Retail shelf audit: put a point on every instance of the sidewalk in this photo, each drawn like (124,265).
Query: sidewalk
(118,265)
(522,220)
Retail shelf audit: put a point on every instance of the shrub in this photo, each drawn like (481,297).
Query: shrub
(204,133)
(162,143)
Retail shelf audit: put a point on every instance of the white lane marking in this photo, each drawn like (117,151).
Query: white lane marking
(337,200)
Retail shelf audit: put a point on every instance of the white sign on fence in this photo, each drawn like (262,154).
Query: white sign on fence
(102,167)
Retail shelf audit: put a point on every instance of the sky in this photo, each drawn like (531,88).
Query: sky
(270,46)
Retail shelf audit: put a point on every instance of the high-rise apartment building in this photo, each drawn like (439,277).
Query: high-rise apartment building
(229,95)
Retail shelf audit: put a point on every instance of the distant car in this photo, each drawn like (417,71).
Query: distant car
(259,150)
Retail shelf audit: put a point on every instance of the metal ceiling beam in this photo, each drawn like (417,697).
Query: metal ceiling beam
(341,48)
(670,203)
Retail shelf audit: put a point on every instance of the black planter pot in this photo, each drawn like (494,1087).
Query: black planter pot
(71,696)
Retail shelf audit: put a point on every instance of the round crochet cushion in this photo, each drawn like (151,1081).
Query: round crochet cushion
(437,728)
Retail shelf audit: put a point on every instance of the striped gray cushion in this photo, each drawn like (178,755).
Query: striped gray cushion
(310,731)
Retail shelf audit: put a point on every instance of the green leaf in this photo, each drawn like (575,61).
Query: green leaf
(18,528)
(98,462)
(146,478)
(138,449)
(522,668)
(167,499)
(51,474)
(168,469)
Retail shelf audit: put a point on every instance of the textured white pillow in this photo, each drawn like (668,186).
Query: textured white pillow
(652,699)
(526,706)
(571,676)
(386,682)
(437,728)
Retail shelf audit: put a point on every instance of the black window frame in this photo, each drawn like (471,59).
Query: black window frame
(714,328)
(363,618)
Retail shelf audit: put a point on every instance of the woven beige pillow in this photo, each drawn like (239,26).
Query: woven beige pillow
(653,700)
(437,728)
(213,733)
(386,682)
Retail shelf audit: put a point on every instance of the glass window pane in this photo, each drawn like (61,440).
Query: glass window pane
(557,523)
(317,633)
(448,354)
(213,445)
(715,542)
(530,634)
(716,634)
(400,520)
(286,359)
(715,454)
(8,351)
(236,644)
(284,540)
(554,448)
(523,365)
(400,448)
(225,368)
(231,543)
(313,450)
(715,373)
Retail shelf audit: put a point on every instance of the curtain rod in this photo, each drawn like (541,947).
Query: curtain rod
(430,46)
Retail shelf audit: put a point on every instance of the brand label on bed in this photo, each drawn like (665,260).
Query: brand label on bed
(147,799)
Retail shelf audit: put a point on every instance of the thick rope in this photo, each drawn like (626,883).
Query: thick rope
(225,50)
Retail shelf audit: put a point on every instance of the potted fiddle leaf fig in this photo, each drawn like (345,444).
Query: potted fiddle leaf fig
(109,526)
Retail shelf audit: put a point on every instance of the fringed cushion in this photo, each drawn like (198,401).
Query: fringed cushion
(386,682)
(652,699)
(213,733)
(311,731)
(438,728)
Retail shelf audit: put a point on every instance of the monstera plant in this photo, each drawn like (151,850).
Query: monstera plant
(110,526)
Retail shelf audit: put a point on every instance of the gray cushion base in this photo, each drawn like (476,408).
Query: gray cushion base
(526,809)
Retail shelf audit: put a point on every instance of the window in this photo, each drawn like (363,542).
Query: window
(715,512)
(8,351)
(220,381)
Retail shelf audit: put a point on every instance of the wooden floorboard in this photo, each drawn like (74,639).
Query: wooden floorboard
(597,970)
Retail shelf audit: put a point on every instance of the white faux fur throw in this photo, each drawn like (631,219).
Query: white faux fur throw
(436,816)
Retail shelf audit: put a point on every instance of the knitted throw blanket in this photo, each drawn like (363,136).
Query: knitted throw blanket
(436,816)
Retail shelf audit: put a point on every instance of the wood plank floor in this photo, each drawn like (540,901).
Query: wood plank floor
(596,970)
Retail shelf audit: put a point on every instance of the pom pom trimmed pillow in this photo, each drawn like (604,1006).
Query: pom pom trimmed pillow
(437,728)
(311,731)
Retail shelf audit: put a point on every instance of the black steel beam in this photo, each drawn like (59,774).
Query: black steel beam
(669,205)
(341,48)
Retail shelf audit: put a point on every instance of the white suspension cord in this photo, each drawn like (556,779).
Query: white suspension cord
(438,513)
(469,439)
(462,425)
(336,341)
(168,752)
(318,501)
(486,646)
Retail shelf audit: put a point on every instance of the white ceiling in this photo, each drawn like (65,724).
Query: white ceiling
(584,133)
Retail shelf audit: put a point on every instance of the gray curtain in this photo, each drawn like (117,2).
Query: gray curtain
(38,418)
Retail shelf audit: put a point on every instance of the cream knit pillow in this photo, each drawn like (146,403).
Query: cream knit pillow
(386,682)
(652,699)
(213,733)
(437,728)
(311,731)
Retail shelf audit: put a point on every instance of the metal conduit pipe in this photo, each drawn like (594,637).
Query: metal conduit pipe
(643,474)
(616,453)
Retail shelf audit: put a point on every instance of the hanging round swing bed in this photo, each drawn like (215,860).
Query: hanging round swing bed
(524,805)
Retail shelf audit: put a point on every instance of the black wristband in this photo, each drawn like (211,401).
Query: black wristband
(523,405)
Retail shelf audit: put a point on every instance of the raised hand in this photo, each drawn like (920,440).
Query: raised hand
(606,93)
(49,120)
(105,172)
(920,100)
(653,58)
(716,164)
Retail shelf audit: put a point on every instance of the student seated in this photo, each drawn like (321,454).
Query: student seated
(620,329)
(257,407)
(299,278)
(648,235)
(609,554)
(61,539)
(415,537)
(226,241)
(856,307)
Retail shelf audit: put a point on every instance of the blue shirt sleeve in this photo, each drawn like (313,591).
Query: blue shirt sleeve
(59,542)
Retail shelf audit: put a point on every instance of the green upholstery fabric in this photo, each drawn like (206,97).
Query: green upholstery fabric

•••

- _DO THIS_
Return all of the entries exactly as they were supplied.

- _EXERCISE ANSWER_
Retail shelf audit: put a point on every instance of the sidewalk in this photo, each drawn like (124,265).
Query: sidewalk
(118,265)
(522,220)
Retail shelf audit: put a point on every instance of the shrub in this photo, each drawn like (481,297).
Query: shrub
(204,133)
(162,143)
Retail shelf audit: put a point on every instance of the white lane marking in this photo, each drawn like (117,151).
Query: white lane marking
(337,200)
Retail shelf audit: put a point on every instance of the white sign on fence in this photo, each drawn like (262,154).
Query: white sign on fence
(102,167)
Retail shelf audit: put a point on every instance of the sky in this photo, each drawn like (531,88).
Query: sky
(270,46)
Retail shelf audit: put a point on every instance of the high-rise apartment building in this photo, each drawn like (439,277).
Query: high-rise apartment building
(229,95)
Retail shelf audit: put a point on every instance of the distant car in this photo, each drawn like (417,71).
Query: distant car
(259,150)
Retail shelf audit: put a point on every instance of the metal ceiling beam in this photo, each drawn like (417,697).
Query: metal ceiling beam
(341,48)
(670,203)
Retail shelf audit: put a point on every instance of the black planter pot in this photo, each drawn like (494,1087).
Query: black planter pot
(71,696)
Retail shelf audit: put a point on every instance of the round crochet cushion in this photo, each drawn like (151,1081).
Query: round crochet cushion
(437,728)
Retail shelf audit: put a point on every instance of the striped gray cushion in this photo, each drawn like (178,755).
Query: striped gray cushion
(310,731)
Retail shelf audit: put a point on every instance of the green leaf in this photo, each drawn like (575,61).
Query: green leaf
(18,528)
(98,462)
(146,478)
(138,449)
(522,668)
(167,499)
(51,474)
(168,469)
Retail shelf audit: put a point on every instance of the textured white pillow in this photo, each drawn like (668,186).
Query: textured white pillow
(652,699)
(526,706)
(571,676)
(386,682)
(437,728)
Retail shelf audit: put a point on every instance of the black window frame in this photo, each drawn like (471,59).
Query: black window frame
(714,328)
(363,618)
Retail shelf audit: put a point on every instance of the woven beige pillow in this photo, each drawn like (239,26).
Query: woven beige pillow
(653,700)
(437,728)
(213,733)
(386,682)
Retail shelf audit: put a point on every instance of the glass window pane in this photo, each drawn like (61,440).
Query: glass window pane
(557,523)
(317,633)
(448,354)
(213,445)
(715,542)
(530,634)
(716,634)
(400,520)
(286,359)
(715,454)
(8,351)
(236,644)
(284,540)
(554,448)
(523,365)
(400,448)
(225,368)
(231,543)
(313,450)
(715,373)
Retail shelf audit: put a point on every instance of the curtain rod in this photo, each drawn like (541,947).
Query: curtain rod
(430,46)
Retail shelf audit: put a point on every instance of the brand label on bed in this photo, each drawn like (665,260).
Query: brand label on bed
(147,799)
Retail shelf audit: put a point on every instance of the thick rope in this photo, each drawn like (626,883).
Query: thick rope
(225,50)
Retail shelf audit: put a point on every instance of the potted fiddle leaf fig in this photo, each drawn like (345,444).
Query: potted fiddle leaf fig
(109,526)
Retail shelf audit: put a point on every instance of the fringed cushion in this photo, each drawn like (198,401).
Query: fringed cushion
(386,682)
(652,699)
(213,733)
(311,731)
(438,728)
Retail shelf audit: put a point on every instance of the monstera plant in this photo, each drawn like (151,850).
Query: monstera plant
(110,526)
Retail shelf audit: put a point on every instance of the gray cushion base in this photo, each drawn like (476,408).
Query: gray cushion base
(526,809)
Retail shelf audit: put a point on every instance of the window in this photo, each drawn like (363,542).
Query: window
(715,512)
(8,351)
(220,381)
Retail shelf audit: put a point on every instance of the wooden floorboard in this photo, each drawn like (74,639).
Query: wooden floorboard
(597,970)
Retail shelf audit: put a point on every instance of the white faux fur throw in this photo, each drawn like (631,219).
Query: white faux fur throw
(436,816)
Retail shelf audit: put a point on every instance of the knitted throw blanket in this photo, each drawn like (363,136).
Query: knitted throw blanket
(436,816)
Retail shelf audit: put a point on every instance of the wood plank floor in this photo, each drawn like (540,901).
Query: wood plank floor
(596,970)
Retail shelf audit: put a point on every instance of the pom pom trimmed pillow in this photo, each drawn like (604,1006).
Query: pom pom trimmed pillow
(437,728)
(311,731)
Retail shelf audit: put a point on every instance of the black steel beam in this photo, each drawn like (59,774).
Query: black steel beam
(669,205)
(341,48)
Retail shelf audit: put a point on every instance of the white suspension cord in this photo, each drawn like (556,779).
Query: white suspension cord
(438,513)
(469,439)
(462,425)
(336,341)
(168,752)
(318,501)
(486,646)
Retail shelf audit: put a point on every instance of the white ceiling in this photo, each drawn like (65,724).
Query: white ceiling
(584,133)
Retail shelf audit: put a point on every instance of the gray curtain in this photo, each drawn like (117,2).
Query: gray curtain
(38,418)
Retail shelf audit: put a point on every instance of the cream knit pillow in this photo, each drawn like (146,403).
Query: cream knit pillow
(386,682)
(652,699)
(213,733)
(437,728)
(311,731)
Retail shelf audit: put a point on every instance of the metal conduit pipe in this photo, each drawn like (594,637).
Query: metal conduit pipe
(643,474)
(616,453)
Retail shelf audit: put a point on every instance of the hanging round swing bed in this photo, each drawn like (215,860).
Query: hanging round swing bed
(524,805)
Retail shelf audit: put a point on every instance of the black wristband in this photo, each drawn like (211,401).
Query: black wristband
(523,405)
Retail shelf audit: put a point on every instance of the raised hand in this photo, each drawn like (920,440).
Query: raised hand
(606,93)
(49,120)
(105,172)
(920,100)
(653,58)
(716,164)
Retail shelf audit: put a point on every instance of the student seated in this photo, each drawn like (321,454).
Query: student seated
(620,329)
(257,407)
(299,278)
(648,235)
(609,554)
(61,539)
(415,537)
(226,241)
(856,307)
Retail shelf audit: put a point on every instance of the blue shirt sleeve in this photo, each drawn like (313,591).
Query: blue shirt sleeve
(59,542)
Retail shelf audit: put a point on every instance of the green upholstery fabric in this photo, each drawn like (206,97).
Query: green upholstery fabric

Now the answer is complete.